— EXERCISE INSTRUCTIONS —
Write the next part of the news report below about US and European Union trade negotiators nearing a deal, starting after its final sentence.

— DOCUMENT EXTRACT —
+++

Trade negotiators from the US and European Union have reached the brink of an agreement that could restart stalled world trade talks, according to people familiar with the discussions.
Officials said the progress followed a meeting of high-level officials that finished at the weekend and constant cabinet-level contact between Washington and Brussels in the run up to the World Economic Forum meeting this week in Davos, Switzerland.
The proposed outline of an agreement between the world's two largest trading blocs includes politically-explosive concessions that are already causing rifts in Europe and alarm in the US farm lobby. The fragile deal that is starting to emerge has yet to be finalised and comes amid tremendous uncertainty about whether negotiators can get the political backing to achieve a breakthrough in the Doha round of trade talks.
The deal now taking shape behind closed doors includes a proposal by Brussels to cut barriers to foreign agricultural products by an average of at least 54 per cent and a conditional offer by the US to lower the ceiling on its domestic farm subsidies to close to $17 billion (€13.1 billion).

+++

— PROVIDED INFORMATION —
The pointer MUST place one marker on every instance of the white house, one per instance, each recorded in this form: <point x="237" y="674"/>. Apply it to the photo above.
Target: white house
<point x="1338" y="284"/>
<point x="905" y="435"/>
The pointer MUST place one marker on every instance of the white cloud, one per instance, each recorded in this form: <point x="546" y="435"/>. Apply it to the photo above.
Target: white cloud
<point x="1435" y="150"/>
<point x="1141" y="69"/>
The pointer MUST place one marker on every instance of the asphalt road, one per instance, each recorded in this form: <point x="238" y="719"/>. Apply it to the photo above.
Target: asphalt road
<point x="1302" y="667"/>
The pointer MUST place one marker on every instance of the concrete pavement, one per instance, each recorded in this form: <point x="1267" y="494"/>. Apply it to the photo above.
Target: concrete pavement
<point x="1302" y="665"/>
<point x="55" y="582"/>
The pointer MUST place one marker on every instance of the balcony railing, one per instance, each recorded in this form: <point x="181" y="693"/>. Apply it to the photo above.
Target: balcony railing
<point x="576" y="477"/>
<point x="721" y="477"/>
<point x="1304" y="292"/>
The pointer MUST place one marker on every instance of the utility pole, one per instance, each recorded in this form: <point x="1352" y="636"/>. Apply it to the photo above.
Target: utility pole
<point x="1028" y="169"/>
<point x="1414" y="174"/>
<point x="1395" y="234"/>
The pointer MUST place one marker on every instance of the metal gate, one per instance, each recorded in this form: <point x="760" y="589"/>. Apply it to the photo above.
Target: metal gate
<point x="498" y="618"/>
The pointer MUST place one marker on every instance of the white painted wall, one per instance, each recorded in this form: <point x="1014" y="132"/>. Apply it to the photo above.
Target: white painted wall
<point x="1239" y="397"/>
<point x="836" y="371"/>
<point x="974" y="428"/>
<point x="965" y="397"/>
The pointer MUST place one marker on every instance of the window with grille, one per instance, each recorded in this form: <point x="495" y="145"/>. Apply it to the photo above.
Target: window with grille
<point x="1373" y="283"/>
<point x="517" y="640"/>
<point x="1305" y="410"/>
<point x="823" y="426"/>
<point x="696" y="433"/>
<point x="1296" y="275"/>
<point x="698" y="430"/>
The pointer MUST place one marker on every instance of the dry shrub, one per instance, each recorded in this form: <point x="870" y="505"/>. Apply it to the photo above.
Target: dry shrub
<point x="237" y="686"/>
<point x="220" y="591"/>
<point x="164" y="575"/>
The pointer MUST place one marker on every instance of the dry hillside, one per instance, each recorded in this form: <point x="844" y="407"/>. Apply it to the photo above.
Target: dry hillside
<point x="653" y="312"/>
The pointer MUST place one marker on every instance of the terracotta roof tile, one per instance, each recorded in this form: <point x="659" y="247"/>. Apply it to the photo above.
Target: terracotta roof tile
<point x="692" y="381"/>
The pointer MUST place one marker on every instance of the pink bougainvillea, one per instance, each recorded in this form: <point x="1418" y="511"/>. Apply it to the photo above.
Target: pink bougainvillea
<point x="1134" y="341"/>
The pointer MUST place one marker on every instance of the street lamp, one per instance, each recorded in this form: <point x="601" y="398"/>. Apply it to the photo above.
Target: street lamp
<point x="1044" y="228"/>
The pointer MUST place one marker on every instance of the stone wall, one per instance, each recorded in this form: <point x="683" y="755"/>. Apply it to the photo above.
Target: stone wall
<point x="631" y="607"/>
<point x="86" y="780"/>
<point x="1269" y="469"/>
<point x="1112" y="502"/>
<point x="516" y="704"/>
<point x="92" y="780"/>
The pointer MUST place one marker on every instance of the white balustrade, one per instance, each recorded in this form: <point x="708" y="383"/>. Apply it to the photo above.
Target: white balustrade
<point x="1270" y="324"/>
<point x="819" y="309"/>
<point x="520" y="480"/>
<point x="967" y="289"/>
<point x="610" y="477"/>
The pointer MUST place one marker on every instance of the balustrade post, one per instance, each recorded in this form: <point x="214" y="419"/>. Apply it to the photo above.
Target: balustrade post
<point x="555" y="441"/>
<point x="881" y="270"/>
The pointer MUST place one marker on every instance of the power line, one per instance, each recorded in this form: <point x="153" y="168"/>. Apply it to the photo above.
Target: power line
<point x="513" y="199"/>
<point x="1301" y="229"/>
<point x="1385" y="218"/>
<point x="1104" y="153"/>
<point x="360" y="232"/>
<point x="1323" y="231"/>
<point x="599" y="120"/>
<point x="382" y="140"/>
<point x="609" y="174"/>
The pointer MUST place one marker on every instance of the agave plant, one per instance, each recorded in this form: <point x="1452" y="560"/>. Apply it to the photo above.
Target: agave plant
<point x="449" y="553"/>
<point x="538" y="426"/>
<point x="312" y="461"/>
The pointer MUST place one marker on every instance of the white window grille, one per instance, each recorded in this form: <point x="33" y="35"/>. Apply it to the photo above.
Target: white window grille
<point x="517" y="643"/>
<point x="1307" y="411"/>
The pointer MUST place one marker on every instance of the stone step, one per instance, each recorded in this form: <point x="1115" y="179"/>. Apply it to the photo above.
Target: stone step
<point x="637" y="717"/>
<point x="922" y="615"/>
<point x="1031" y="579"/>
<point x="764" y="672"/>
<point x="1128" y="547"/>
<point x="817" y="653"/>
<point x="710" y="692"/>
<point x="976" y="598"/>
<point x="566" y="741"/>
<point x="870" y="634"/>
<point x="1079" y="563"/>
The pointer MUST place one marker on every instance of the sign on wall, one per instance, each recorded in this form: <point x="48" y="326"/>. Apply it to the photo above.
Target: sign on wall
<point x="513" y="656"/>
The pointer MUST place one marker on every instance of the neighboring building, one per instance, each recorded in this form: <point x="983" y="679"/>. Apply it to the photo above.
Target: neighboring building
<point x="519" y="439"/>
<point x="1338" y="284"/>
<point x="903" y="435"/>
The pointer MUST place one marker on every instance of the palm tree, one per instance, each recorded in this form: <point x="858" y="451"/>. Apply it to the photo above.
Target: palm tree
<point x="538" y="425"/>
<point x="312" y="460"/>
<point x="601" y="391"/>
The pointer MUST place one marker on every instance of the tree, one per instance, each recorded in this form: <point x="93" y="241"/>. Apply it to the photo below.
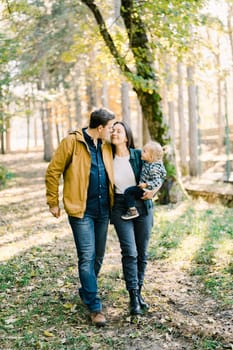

+++

— ANSWER SPACE —
This tentative pact represents a significant advance beyond entrenched battle lines over farm policy that have impeded widertrade talks for years. Both sides have also explored yet deeper cuts to tariffs and subsidies, according to people familiar with the dialogue.
An official said: "We are trying to get to the absolute limit of what is politically feasible without falling off a cliff."
The latest round of trans-atlantic talks began four days ago and included detailed technical discussions about ways to narrow differences over exemptions for so-called sensitive products such as beef and dairy.
A senior EU trade official said the talks were "constructive but not definitive".